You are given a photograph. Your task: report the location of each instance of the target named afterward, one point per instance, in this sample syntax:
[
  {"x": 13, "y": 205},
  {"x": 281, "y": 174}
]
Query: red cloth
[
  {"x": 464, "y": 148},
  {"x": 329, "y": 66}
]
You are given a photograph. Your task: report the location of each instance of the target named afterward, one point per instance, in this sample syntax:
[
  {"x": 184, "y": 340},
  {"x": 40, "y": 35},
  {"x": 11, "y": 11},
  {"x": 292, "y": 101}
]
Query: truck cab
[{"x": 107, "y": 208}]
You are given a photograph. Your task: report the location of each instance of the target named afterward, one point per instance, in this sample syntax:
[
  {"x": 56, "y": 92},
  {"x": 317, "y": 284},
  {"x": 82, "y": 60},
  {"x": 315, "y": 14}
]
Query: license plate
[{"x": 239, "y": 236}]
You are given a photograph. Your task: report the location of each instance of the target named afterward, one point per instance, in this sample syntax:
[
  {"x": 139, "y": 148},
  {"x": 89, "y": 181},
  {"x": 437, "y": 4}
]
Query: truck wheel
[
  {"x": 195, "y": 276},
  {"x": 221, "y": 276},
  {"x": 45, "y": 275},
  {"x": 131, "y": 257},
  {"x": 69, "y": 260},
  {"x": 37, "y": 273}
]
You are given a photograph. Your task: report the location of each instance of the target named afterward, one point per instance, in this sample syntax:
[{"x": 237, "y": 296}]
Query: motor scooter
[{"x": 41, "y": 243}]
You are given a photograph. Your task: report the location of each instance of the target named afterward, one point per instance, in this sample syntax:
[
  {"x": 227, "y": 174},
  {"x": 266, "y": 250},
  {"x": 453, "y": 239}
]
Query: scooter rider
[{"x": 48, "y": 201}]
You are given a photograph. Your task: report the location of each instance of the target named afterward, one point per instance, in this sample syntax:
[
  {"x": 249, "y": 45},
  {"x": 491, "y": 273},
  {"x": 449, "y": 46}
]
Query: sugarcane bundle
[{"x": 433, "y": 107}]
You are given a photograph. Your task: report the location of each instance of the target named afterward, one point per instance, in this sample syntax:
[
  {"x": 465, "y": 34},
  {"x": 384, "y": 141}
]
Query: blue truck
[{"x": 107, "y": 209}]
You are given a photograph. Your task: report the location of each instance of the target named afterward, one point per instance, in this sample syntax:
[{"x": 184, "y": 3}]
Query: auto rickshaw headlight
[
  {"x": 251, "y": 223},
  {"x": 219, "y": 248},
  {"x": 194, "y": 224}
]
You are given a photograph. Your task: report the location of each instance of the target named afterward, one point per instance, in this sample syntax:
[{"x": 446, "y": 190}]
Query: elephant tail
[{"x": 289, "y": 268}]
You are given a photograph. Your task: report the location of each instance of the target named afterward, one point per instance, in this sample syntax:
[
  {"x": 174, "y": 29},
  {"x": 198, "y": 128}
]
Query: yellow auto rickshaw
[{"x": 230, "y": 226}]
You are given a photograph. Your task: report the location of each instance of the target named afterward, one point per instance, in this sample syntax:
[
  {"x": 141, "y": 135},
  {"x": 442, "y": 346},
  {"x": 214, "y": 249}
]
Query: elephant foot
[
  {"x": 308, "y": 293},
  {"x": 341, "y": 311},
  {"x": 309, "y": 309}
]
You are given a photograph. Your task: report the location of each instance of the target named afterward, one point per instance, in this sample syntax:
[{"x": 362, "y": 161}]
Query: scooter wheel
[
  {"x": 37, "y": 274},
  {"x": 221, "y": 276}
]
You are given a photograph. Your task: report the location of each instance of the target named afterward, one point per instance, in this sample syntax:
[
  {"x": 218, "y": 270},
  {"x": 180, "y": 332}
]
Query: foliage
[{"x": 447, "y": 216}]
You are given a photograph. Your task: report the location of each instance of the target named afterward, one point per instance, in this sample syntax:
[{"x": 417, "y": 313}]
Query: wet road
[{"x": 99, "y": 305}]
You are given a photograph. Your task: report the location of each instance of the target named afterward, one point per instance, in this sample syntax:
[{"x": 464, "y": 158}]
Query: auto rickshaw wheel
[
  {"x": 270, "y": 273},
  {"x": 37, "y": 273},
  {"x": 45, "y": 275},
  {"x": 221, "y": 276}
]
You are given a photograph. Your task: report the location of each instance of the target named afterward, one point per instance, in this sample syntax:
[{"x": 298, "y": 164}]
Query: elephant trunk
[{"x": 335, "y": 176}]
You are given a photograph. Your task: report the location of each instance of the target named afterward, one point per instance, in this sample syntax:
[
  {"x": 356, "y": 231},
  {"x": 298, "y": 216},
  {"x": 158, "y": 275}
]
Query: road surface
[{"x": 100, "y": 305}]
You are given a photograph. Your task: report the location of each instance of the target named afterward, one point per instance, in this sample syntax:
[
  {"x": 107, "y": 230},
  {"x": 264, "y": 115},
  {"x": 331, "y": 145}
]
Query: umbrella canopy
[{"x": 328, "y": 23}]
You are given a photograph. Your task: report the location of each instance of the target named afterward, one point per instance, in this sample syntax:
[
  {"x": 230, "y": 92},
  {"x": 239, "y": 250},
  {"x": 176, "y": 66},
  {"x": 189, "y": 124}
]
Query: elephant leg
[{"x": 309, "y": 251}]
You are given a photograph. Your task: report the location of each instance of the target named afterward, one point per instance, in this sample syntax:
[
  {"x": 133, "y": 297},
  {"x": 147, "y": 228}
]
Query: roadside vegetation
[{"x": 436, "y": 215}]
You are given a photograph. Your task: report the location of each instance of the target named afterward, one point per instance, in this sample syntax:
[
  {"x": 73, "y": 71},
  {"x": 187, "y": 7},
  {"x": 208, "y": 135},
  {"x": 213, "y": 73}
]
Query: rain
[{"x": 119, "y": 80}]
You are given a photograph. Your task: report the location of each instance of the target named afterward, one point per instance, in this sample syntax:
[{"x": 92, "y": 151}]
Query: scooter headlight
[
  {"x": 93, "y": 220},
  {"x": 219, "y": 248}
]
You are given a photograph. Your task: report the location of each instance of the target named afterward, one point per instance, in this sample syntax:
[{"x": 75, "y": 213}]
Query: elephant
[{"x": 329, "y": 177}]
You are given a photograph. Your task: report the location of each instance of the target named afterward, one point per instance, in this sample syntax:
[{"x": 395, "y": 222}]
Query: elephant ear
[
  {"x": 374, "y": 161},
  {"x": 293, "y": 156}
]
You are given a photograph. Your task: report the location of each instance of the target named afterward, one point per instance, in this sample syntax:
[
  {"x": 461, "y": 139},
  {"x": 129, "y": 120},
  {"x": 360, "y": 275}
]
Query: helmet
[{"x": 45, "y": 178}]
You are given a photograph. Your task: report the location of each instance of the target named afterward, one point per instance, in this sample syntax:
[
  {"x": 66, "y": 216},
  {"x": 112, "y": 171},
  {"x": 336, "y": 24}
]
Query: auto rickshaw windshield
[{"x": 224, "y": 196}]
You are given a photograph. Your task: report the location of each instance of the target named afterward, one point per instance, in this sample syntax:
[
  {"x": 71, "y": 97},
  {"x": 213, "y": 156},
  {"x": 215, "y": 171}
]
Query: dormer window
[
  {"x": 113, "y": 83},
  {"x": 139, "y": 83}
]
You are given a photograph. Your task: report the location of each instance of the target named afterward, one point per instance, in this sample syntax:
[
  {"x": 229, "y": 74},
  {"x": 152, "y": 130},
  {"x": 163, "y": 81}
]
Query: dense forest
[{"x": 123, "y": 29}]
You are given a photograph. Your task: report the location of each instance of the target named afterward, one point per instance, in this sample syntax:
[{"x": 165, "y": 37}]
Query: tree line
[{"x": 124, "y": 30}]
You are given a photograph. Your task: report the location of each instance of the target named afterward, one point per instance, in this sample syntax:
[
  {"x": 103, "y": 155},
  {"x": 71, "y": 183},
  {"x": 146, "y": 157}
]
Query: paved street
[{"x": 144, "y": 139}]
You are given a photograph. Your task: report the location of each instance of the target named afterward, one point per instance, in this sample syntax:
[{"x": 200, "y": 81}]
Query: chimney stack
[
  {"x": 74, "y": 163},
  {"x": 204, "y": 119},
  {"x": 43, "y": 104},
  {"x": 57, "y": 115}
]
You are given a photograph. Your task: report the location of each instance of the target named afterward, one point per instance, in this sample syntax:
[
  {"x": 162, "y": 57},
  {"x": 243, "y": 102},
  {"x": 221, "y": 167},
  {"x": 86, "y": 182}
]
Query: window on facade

• [Aim of the exercise]
Count the lines in the items above that contain the string "elephant", and output only that count.

• [Response below]
6